[DIRECTION] Tally the lines in the records that contain the string "integers". Give only the number.

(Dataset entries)
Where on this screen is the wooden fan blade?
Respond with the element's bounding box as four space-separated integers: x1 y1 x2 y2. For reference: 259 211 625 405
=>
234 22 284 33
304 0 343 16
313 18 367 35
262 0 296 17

[RESULT OF THIS EXERCISE] 1